Stored data:
────────────────
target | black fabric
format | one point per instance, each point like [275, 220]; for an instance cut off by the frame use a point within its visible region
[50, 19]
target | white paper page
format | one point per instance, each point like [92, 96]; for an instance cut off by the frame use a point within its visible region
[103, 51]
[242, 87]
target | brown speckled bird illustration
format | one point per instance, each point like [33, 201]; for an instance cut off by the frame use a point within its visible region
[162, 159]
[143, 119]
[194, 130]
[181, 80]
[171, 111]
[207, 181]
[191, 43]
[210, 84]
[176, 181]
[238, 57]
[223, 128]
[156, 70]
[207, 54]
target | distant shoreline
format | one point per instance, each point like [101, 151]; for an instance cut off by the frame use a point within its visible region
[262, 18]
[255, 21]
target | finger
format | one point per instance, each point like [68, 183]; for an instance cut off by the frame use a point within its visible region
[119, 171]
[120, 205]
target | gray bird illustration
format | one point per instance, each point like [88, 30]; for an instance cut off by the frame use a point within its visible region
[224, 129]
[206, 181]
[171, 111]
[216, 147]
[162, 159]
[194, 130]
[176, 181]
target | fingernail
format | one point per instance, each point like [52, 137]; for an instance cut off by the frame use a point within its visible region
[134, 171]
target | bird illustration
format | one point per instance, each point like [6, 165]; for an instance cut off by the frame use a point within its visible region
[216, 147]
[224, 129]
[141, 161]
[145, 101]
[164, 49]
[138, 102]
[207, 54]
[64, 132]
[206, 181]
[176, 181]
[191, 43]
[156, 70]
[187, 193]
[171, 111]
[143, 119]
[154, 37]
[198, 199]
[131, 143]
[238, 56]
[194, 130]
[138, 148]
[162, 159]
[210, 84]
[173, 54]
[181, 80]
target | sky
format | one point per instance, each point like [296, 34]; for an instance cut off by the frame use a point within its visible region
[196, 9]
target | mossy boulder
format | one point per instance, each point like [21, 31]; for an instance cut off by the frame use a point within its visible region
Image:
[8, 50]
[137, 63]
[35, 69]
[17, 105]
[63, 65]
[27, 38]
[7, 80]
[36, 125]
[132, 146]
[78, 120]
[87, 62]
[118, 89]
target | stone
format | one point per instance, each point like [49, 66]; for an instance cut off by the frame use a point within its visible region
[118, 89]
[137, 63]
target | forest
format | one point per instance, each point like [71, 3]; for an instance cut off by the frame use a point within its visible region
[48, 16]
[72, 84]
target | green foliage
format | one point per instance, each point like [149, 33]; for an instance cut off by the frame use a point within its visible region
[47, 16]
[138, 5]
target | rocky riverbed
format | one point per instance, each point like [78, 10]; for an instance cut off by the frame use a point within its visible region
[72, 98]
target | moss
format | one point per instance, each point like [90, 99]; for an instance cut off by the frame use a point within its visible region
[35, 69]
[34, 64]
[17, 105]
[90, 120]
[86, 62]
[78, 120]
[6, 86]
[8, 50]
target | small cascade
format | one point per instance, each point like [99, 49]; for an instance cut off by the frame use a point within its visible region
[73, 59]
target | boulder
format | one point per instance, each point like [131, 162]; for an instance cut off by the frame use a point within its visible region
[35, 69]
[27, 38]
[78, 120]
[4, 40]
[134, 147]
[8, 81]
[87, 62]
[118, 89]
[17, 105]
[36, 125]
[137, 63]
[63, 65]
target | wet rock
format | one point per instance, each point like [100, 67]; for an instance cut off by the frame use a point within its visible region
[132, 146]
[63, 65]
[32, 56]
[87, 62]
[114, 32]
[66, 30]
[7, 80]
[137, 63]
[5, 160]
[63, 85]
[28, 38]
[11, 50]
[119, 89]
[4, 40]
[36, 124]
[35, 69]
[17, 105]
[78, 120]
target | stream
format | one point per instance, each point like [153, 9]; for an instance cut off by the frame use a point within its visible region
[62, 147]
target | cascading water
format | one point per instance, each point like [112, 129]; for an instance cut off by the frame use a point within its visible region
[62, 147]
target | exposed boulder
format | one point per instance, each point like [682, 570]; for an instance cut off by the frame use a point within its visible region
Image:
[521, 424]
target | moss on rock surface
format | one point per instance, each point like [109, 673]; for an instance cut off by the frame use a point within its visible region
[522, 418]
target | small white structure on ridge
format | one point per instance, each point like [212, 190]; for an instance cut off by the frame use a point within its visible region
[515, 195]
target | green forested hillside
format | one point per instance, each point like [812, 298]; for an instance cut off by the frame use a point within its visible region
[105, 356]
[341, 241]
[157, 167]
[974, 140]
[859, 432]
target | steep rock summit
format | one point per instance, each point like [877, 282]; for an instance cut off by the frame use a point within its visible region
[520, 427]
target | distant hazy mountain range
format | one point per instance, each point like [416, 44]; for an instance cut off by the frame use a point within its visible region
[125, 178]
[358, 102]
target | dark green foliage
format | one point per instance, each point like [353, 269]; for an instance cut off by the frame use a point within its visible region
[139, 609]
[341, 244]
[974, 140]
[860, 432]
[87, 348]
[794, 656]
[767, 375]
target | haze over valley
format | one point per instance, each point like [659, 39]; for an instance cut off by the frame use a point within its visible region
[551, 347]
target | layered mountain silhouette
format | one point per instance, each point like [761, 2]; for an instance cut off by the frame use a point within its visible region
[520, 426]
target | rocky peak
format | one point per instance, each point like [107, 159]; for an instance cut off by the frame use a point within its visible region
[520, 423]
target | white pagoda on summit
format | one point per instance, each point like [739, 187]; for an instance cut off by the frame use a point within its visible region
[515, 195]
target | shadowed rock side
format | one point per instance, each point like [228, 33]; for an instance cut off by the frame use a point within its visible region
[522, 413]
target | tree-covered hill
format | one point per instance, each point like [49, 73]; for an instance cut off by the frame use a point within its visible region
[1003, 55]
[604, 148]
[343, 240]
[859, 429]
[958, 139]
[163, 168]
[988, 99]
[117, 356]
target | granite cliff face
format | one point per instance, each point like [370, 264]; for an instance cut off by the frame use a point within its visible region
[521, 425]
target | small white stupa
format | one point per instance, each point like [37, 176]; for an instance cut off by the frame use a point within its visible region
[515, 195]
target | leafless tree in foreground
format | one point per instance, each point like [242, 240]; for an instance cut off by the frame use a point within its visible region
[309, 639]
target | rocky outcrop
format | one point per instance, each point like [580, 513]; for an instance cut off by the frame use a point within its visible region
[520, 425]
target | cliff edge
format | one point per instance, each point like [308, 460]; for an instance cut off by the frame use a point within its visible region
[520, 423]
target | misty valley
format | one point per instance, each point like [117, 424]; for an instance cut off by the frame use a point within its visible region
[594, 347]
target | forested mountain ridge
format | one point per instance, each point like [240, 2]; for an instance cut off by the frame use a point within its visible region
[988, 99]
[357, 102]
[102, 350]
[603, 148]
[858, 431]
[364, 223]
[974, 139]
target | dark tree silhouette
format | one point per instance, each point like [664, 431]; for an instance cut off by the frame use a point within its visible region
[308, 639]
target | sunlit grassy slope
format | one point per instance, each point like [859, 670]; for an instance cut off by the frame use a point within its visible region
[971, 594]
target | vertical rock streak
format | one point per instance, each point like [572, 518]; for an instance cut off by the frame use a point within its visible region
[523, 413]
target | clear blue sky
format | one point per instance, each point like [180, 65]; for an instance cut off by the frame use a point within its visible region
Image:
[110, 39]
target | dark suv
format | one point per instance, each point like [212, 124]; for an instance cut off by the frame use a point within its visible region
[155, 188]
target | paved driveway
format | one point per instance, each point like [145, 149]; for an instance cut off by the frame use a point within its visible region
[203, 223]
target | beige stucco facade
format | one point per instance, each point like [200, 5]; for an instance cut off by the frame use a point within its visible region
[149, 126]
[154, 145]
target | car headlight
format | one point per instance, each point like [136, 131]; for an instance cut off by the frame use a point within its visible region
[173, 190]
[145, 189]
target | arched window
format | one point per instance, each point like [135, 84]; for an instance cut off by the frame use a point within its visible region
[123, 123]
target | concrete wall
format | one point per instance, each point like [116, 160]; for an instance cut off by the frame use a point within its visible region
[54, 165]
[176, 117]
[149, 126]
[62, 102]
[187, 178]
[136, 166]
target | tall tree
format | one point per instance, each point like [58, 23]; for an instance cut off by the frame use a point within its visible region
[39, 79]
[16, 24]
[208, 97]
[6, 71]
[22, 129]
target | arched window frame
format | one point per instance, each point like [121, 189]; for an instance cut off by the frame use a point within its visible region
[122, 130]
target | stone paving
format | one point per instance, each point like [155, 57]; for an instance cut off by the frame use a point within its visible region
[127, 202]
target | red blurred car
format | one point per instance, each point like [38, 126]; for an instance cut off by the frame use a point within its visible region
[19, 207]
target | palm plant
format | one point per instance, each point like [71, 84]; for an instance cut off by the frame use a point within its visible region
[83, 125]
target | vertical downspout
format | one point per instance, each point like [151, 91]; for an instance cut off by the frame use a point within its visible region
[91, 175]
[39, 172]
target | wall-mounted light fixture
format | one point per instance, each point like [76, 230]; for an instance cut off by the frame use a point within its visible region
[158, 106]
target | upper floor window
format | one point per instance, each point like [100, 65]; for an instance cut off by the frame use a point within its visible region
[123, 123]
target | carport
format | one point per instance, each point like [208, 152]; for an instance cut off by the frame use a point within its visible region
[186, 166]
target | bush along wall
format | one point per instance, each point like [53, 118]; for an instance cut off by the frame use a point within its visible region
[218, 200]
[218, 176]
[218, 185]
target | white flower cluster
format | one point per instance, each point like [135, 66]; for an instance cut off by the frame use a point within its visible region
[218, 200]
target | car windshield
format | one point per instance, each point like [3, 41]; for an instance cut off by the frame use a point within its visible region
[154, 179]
────────────────
Your task :: Copy only this part of the entries above: the line with "target | tree-covered hill", the line with "target | forested mountain ridge", and the lines between, all exactly as written.

Result ::
target | tree-covered hill
format | one point per instance, each point like [49, 73]; for an instance cut off by the frame use a point within its visible region
[1003, 55]
[604, 148]
[343, 240]
[859, 429]
[958, 139]
[163, 168]
[988, 99]
[117, 356]
target | granite cliff face
format | one point per instance, each point like [370, 264]; for an instance cut off by the frame use a point within its visible region
[521, 425]
target | small white stupa
format | one point per instance, each point like [37, 176]; for an instance cut off by the frame use a point within its visible region
[515, 195]
target | leafless tree in foreground
format | one point per instance, each point like [242, 240]; for an instance cut off by the frame use a point within its visible region
[309, 639]
target | rocky outcrop
format | one point per instance, each point like [580, 513]; for an instance cut off by the frame use a point within its visible region
[520, 425]
target | cliff edge
format | one point per instance, each point like [308, 460]; for an instance cut off by the frame use a point within its visible region
[520, 423]
target | misty valley
format | one point per instance, each point like [117, 424]; for an instance cut off by the frame use a point within its visible region
[594, 347]
target | forested mountain ridge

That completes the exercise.